Could you give the data below again exactly, apart from the pictures?
------ THE RECORDS ------
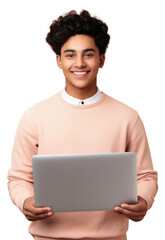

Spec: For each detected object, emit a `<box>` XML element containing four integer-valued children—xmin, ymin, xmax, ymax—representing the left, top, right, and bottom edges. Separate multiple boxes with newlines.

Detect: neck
<box><xmin>65</xmin><ymin>85</ymin><xmax>98</xmax><ymax>100</ymax></box>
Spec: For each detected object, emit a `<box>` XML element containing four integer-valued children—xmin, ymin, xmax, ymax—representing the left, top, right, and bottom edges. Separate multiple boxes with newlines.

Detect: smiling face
<box><xmin>56</xmin><ymin>34</ymin><xmax>105</xmax><ymax>99</ymax></box>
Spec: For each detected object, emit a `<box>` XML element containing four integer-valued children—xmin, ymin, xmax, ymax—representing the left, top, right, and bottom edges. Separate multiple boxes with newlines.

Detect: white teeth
<box><xmin>73</xmin><ymin>72</ymin><xmax>87</xmax><ymax>75</ymax></box>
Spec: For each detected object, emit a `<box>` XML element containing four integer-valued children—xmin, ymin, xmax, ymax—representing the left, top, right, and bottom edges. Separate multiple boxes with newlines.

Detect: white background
<box><xmin>0</xmin><ymin>0</ymin><xmax>164</xmax><ymax>239</ymax></box>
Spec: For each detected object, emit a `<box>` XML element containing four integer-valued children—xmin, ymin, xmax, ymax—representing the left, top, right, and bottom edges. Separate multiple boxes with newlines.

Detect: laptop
<box><xmin>32</xmin><ymin>152</ymin><xmax>137</xmax><ymax>212</ymax></box>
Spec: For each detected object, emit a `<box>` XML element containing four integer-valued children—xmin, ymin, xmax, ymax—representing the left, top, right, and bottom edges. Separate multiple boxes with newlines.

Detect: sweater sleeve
<box><xmin>126</xmin><ymin>115</ymin><xmax>158</xmax><ymax>210</ymax></box>
<box><xmin>8</xmin><ymin>110</ymin><xmax>38</xmax><ymax>212</ymax></box>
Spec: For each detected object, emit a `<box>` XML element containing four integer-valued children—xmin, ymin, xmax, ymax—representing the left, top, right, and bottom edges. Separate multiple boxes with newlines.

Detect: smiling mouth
<box><xmin>71</xmin><ymin>71</ymin><xmax>90</xmax><ymax>78</ymax></box>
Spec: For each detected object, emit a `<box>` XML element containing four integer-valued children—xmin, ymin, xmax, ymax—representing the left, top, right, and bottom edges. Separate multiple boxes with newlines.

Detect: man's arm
<box><xmin>114</xmin><ymin>115</ymin><xmax>158</xmax><ymax>221</ymax></box>
<box><xmin>8</xmin><ymin>110</ymin><xmax>53</xmax><ymax>220</ymax></box>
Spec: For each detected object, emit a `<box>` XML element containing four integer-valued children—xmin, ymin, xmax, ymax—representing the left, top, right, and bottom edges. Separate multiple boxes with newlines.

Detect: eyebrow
<box><xmin>63</xmin><ymin>48</ymin><xmax>96</xmax><ymax>53</ymax></box>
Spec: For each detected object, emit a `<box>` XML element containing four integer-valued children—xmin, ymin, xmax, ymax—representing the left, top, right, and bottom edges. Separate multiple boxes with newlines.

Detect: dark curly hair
<box><xmin>46</xmin><ymin>10</ymin><xmax>110</xmax><ymax>56</ymax></box>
------
EXERCISE RESPONSE:
Spec: For each detected object, emit a `<box>` XML element containing four integer-valued children—xmin, ymin, xmax, ymax—representing the left, top, right, and bottom edges. Separate multiple boxes with newlines.

Detect: neck
<box><xmin>65</xmin><ymin>85</ymin><xmax>98</xmax><ymax>100</ymax></box>
Spec: For each detected object, emit a `<box>` XML element containing four integer-valued children—xmin, ymin, xmax, ymax—representing the left, top, right, and bottom edges. Separate multiple boxes with newlines.

Detect: smiling face
<box><xmin>56</xmin><ymin>34</ymin><xmax>105</xmax><ymax>99</ymax></box>
Spec: For each detected object, emit a `<box>` XML element containing four integer-valued children—xmin, ymin, xmax, ymax—representing the left, top, right, and bottom edges. Separate multiple boxes with newlines.

Detect: white teeth
<box><xmin>73</xmin><ymin>72</ymin><xmax>87</xmax><ymax>75</ymax></box>
Spec: For each detected object, emit a `<box>` XML element containing four integer-valued children—xmin, ymin, xmax, ymax—representing the left, top, right, and bottom edges. Separate multiple boxes with newlines.

Detect: white background
<box><xmin>0</xmin><ymin>0</ymin><xmax>164</xmax><ymax>239</ymax></box>
Spec: For each detected object, emit a `<box>` XML element containing four integer-valued children—xmin, ymin, xmax, ymax—representing the left, top, right, and bottom edges. Separate multiple boxes with newlines.

Detect: laptop
<box><xmin>32</xmin><ymin>152</ymin><xmax>137</xmax><ymax>212</ymax></box>
Spec: For each detected object, emit a `<box>` XML element containing four integer-valued children—xmin, ymin, xmax, ymax—representing the left, top, right, and bottom edges. Separate multiple boxes with newlines.

Detect: sweater sleeve
<box><xmin>126</xmin><ymin>115</ymin><xmax>158</xmax><ymax>210</ymax></box>
<box><xmin>8</xmin><ymin>110</ymin><xmax>38</xmax><ymax>212</ymax></box>
Spec: For each detected object, emit a `<box>` XML element containing four integer-valued children—xmin, ymin, xmax, ymax—representing the left, top, right, and bottom edges. Separate multiple boxes with newlines.

Detect: smiling mouth
<box><xmin>71</xmin><ymin>71</ymin><xmax>90</xmax><ymax>78</ymax></box>
Spec: For each detected object, emit a `<box>` XML element containing four integer-valued children—xmin, ymin, xmax, ymax—representing the left, top, right, and bottom edges. Separate multiple boxes with newlines.

Detect: man's arm
<box><xmin>114</xmin><ymin>115</ymin><xmax>158</xmax><ymax>221</ymax></box>
<box><xmin>8</xmin><ymin>110</ymin><xmax>53</xmax><ymax>220</ymax></box>
Spec: For each detected object, emit a `<box>` XML element containing four integer-valued children—xmin, ymin, xmax, ymax—representing the left, top, right, and bottom edges. Separate multiple boxes with newlines.

Detect: eyebrow
<box><xmin>63</xmin><ymin>48</ymin><xmax>96</xmax><ymax>53</ymax></box>
Spec: For each detected object, emit a `<box>` XML element containing four integer-valued children—xmin, ymin, xmax, ymax—representing the left, top, right, and bottom edges. Separate multiple boxes with newlines.

Detect: dark curly hair
<box><xmin>46</xmin><ymin>10</ymin><xmax>110</xmax><ymax>56</ymax></box>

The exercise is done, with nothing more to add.